**What is needed**
A faithful copy is needed. Set down all of the data below exactly.

[Records to process Boundary: Start]

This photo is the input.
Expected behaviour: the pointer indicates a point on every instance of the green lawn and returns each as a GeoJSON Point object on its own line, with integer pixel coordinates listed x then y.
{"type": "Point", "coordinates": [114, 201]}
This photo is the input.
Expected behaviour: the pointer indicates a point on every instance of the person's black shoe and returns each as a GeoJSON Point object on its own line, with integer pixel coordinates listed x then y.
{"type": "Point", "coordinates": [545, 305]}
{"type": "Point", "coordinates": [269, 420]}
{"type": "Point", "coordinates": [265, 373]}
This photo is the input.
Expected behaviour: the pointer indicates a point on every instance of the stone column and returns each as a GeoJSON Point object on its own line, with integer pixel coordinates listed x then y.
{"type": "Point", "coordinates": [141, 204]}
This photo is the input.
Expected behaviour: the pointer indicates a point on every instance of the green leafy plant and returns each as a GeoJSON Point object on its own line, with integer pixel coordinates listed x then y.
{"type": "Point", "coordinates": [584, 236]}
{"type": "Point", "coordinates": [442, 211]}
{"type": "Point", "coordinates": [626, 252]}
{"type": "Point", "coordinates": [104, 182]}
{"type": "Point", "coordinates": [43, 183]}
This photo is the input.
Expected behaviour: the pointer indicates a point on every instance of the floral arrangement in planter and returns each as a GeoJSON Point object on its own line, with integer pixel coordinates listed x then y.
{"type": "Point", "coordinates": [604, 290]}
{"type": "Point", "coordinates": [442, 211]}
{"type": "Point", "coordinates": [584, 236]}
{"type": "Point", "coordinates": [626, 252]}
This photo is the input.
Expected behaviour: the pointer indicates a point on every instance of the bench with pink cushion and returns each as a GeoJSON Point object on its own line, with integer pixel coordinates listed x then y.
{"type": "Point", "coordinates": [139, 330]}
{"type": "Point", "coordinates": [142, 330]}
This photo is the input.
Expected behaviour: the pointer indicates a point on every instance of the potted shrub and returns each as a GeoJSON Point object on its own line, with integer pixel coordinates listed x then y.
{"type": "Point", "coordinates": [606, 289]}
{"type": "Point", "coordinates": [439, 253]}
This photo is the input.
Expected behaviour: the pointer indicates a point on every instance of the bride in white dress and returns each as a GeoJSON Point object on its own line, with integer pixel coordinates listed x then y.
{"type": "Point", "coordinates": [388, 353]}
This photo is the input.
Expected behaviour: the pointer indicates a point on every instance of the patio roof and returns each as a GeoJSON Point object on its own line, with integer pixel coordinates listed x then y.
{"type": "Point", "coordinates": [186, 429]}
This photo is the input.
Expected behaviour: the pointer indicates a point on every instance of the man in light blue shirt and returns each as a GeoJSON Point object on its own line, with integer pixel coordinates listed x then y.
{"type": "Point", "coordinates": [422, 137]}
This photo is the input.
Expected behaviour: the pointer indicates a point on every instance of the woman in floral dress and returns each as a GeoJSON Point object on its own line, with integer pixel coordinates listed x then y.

[Records to process Boundary: End]

**Written solution**
This photo is the input.
Expected behaviour: the pointer indicates a point on every instance of the green lawn and returns each as a GeoJSON Point object on its own line, with integer pixel coordinates listed x then y.
{"type": "Point", "coordinates": [114, 201]}
This photo is the input.
Expected behaviour: the pointer indicates a point on every instance of the person's black shoe and returns each as a GeoJSON Point object on its own line, with integer pixel coordinates listed x then y.
{"type": "Point", "coordinates": [545, 305]}
{"type": "Point", "coordinates": [269, 420]}
{"type": "Point", "coordinates": [265, 373]}
This photo is the input.
Expected behaviour: the pointer indicates a point on every instance of the stone column and returns each as a GeoJSON Point object on its own line, with integer pixel coordinates listed x then y.
{"type": "Point", "coordinates": [141, 204]}
This photo is the input.
Expected behaviour: the pointer indicates a point on every instance of the green leafy plant and returns each as a GeoJSON Point object on its own line, with integer pixel coordinates listed x then y.
{"type": "Point", "coordinates": [584, 236]}
{"type": "Point", "coordinates": [442, 211]}
{"type": "Point", "coordinates": [626, 252]}
{"type": "Point", "coordinates": [104, 182]}
{"type": "Point", "coordinates": [43, 183]}
This photo is the input.
Expected behaviour: the pointer indicates a point on every instance of the floral arrangement in planter and returns each as a GeoJSON Point object on its own line, with integer pixel coordinates listed x then y.
{"type": "Point", "coordinates": [604, 290]}
{"type": "Point", "coordinates": [442, 211]}
{"type": "Point", "coordinates": [584, 236]}
{"type": "Point", "coordinates": [626, 252]}
This photo is the input.
Expected behaviour: the pointer indicates a point on every instance of the bench with pink cushion and returns each as a GeoJSON Point object on its own line, with integer pixel coordinates listed x then y.
{"type": "Point", "coordinates": [139, 330]}
{"type": "Point", "coordinates": [142, 330]}
This photo is the input.
Expected behaviour: the pointer indicates a point on every instance of the potted shrub and returns each as a GeoJSON Point object on its own line, with integer pixel coordinates listed x then y.
{"type": "Point", "coordinates": [606, 289]}
{"type": "Point", "coordinates": [439, 253]}
This photo is the input.
Expected behaviour: the pointer indicates a point on every instance of the bride in white dress and returns each as a GeoJSON Point object on its own line, with integer pixel coordinates listed x then y.
{"type": "Point", "coordinates": [388, 353]}
This photo is the input.
Expected behaviour: the pointer indicates a point on every instance of the patio roof and returns each as a GeoJSON Point object on its own line, with integer pixel coordinates listed x then y.
{"type": "Point", "coordinates": [186, 429]}
This photo is the input.
Expected behaviour: the pointer indicates a point on every instance of the man in light blue shirt and returns each as a GeoJSON Point object on its own line, with integer pixel coordinates listed x then y.
{"type": "Point", "coordinates": [422, 137]}
This photo is the input.
Expected behaviour: the pointer indicates a point on every instance of the woman in floral dress and returns each as a GeoJSON Point object on its own line, with integer pixel coordinates listed x then y.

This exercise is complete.